> Tasks to complete
A - In the passage on association rules, which two measures are named as constraints for narrowing down the number of rules?
B - Please carry on the passage about association rules from the point where it stops.

> Supplied passage
********

Then, a rule is defined by the form \(X \Rightarrow Y\) where X, Y are both subsets of items in the set I, \(X, Y \subseteq I\), and \(X \cap Y = \varnothing \), or both X and Y share no items in common. It is worth giving an example of how this can work. Therefore, let \(I=\{\)pass clear writing, pass initial writing, graduate, drop out, take writing seminar\(\}\). Then \(X=\{\)take writing seminar, pass initial writing\(\}, Y=\{\)pass clear writing\(\}\). Then \(X \Rightarrow Y\) would be a rule that says that if a student passes the initial writing test and takes a writing seminar, they will also pass the clear writing requirement. In large data sets like ours, though, this might lead to an inordinate amount of rules, and therefore, there must be some constraints on significance that can be used to narrow down the amount of rules.
And, of course, there in fact are such constraints. The first is support, or \(supp(X)\) of a set of items X. It is defined as the proportion of students in the database which have taken a writing seminar and passing initial writing, over total number of students. It approximates the probability that a student has taken a writing seminar and passed initial writing, or \(P(WS \land IW)\). The second is the confidence of a rule, written \(conf(X \Rightarrow Y)\). Roughly, it approximates the probability of Y given X, or \(P(Y|X)\). In this case, it gives the number of students for whom have taken a WS, passed initial writing, and pass clear writing, over the total number of students who have taken a WS and passed initial writing. Then, confidence of a rule is given by \(\frac{supp(X\cup Y)}{supp(X)}\).

********

> Data segment

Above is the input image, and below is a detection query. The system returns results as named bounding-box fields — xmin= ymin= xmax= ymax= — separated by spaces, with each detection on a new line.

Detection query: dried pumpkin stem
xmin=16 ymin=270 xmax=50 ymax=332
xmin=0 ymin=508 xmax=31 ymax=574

********

> Exercise responses
A - Support and confidence.

B -
If one seeks additional measures to pare down the sheer amount of rules, it is possible to use the measure of lift, written as \(lift(X \Rightarrow Y)\). It is defined as \(\frac{supp(X\cup Y)}{supp(X)supp(Y)}\). It can be interpreted, as Hahsler et al. write, "as the deviation of the support of the whole rule from the support expected under independence given the supports of the [left and right hand side of the equation]", where "greater lift values indicate stronger associations" (Hahsler et al. 2009, 3).
The arules package requires all data to be coerced to a "transactions" (mirroring the retail-oriented focus of the package) data format. As such, transforming one's data into a transactions format is one of the most difficult steps in the process. The transactions data format is a binary incidence matrix, where the cardinality of the item set \(I\) is equal to number of columns and the cardinality of the database (or number of students) is equal to the number of rows. Then, each column corresponds to a different item, with 0 representing the student not having the item, and 1 representing the presence of the item.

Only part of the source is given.